Problem details: How many lines of the material below contain the string "racket"? Reply with the number alone.

Stored records:
◆ ◆ ◆ ◆ ◆ ◆ ◆
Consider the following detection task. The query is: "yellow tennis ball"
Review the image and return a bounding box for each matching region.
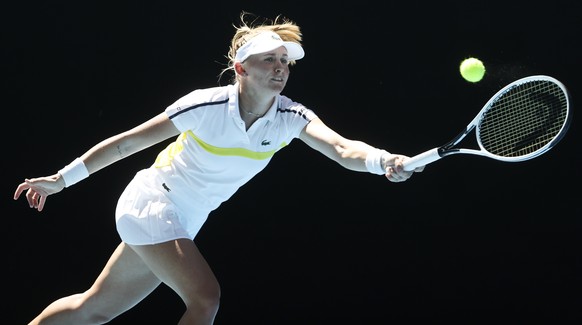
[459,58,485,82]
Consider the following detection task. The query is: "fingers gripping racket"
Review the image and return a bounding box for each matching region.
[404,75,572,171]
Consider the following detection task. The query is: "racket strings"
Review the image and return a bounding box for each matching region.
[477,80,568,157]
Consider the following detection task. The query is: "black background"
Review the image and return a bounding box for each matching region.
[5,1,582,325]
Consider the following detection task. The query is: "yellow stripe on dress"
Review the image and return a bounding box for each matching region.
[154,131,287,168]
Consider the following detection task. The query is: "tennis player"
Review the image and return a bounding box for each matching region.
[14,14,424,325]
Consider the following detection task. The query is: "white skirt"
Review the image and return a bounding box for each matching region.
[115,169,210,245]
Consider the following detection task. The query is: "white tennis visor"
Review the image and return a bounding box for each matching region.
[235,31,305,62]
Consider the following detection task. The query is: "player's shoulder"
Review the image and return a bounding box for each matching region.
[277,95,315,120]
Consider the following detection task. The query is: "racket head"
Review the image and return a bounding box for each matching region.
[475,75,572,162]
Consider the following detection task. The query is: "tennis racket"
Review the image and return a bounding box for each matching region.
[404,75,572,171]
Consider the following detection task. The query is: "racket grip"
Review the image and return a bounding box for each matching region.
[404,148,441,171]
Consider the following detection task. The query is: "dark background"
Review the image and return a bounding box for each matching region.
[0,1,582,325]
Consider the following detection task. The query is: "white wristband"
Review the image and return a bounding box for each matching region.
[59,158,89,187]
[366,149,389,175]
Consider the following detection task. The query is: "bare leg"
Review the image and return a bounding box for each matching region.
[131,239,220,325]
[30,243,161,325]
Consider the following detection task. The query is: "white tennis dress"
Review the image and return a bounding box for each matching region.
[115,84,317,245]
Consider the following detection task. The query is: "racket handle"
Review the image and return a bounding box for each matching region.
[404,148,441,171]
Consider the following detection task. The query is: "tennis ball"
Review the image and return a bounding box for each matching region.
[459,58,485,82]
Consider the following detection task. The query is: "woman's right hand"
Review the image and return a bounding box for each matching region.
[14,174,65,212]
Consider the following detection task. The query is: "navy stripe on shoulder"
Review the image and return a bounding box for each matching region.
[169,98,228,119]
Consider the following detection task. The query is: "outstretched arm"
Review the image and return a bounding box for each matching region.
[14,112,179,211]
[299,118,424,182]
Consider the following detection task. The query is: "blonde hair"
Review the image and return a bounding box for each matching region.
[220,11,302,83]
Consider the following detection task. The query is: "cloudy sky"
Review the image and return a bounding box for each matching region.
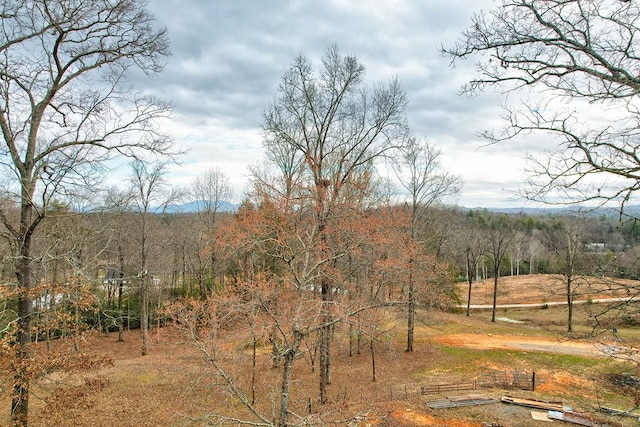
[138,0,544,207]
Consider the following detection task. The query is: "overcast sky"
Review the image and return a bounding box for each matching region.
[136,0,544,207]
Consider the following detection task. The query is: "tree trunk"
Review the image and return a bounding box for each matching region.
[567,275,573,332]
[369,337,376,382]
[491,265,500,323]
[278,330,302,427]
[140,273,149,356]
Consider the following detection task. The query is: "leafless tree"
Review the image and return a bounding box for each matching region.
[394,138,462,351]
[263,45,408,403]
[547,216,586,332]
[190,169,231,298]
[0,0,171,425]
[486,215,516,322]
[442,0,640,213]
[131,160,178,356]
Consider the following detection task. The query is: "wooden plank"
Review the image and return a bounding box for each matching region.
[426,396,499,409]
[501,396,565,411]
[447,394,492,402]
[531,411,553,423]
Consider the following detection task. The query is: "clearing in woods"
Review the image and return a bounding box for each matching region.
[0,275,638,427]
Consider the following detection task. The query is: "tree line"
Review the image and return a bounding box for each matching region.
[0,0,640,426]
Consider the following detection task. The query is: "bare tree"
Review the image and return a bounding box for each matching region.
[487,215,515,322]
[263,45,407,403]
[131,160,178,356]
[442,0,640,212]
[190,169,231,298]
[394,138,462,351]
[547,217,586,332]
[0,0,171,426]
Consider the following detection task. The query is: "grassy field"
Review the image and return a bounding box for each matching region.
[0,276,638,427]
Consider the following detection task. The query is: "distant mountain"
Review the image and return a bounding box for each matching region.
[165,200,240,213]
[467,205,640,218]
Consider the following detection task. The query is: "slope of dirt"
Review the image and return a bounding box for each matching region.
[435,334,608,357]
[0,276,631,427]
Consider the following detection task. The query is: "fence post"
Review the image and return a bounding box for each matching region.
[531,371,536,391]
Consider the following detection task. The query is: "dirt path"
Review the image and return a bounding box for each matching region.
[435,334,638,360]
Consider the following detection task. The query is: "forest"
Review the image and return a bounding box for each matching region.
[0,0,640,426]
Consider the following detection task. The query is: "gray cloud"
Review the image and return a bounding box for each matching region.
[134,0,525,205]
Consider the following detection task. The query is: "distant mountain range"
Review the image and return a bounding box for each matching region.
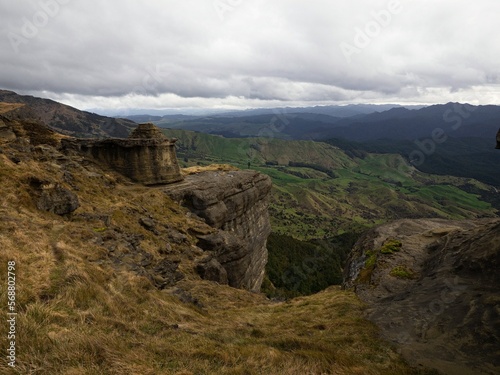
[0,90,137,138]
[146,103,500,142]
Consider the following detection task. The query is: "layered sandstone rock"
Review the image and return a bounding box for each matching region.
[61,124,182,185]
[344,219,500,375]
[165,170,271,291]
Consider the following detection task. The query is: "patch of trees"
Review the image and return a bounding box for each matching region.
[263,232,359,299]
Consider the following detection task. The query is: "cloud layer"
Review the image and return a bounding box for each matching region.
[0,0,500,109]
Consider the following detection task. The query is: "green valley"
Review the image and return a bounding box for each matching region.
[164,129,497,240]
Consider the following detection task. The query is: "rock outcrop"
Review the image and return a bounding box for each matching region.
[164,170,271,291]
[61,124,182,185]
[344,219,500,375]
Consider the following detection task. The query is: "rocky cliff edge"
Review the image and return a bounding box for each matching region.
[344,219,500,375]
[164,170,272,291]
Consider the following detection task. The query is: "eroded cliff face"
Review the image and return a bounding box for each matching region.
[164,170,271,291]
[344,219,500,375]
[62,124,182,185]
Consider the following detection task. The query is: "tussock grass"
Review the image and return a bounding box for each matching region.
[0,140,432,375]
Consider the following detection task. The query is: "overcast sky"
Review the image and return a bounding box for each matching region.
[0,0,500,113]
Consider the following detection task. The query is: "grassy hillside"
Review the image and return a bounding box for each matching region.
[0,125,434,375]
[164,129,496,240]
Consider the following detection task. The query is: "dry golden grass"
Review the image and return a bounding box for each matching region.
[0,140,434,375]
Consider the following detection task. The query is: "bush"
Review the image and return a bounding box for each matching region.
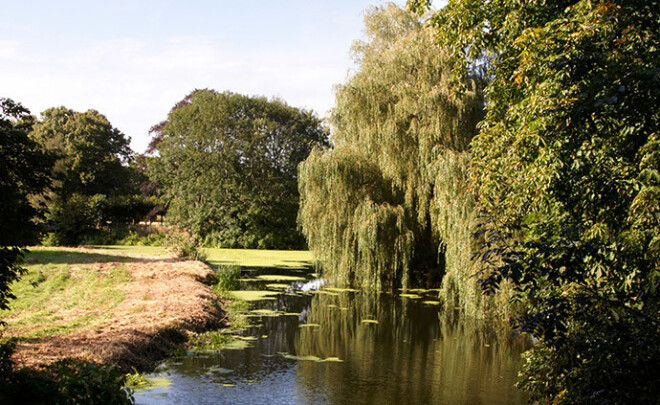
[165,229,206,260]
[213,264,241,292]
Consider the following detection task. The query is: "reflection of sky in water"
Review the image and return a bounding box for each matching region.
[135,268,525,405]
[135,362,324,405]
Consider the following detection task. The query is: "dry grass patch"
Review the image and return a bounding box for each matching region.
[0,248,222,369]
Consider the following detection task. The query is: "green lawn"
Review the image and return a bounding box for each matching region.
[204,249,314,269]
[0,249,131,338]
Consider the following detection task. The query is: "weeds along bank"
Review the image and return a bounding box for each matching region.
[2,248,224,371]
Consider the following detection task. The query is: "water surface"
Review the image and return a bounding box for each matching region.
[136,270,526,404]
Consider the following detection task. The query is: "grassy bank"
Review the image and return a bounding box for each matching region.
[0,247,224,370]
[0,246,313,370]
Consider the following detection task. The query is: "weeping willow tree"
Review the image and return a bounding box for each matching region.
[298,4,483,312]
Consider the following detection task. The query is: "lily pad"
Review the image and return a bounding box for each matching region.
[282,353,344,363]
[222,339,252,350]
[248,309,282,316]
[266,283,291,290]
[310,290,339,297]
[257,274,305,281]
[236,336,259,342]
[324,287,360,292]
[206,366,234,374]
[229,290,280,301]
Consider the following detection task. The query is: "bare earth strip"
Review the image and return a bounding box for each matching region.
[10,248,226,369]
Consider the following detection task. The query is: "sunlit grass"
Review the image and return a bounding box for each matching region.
◆ ◆ ◆ ◆ ◆ ◆ ◆
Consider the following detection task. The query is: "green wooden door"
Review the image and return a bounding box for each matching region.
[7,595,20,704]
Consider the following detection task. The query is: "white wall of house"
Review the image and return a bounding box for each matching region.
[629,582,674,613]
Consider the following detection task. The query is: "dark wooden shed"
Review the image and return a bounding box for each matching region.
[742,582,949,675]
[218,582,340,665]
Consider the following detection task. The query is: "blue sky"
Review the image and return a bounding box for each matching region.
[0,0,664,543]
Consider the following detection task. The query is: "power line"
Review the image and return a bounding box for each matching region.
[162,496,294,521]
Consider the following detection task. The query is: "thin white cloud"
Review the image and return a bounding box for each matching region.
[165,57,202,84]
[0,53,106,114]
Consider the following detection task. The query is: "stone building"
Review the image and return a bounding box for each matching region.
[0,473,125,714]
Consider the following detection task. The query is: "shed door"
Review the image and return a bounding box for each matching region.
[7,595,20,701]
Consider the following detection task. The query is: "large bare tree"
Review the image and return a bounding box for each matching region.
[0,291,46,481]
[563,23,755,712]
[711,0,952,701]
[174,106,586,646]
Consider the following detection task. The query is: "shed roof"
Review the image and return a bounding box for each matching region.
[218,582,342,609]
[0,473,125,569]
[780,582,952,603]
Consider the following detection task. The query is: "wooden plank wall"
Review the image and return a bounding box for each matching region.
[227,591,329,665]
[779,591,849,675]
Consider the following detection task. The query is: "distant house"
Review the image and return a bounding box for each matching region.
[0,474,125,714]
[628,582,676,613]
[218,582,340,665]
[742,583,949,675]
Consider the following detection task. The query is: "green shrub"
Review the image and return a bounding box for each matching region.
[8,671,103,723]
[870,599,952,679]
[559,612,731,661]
◆ ◆ ◆ ◆ ◆ ◆ ◆
Right answer: 6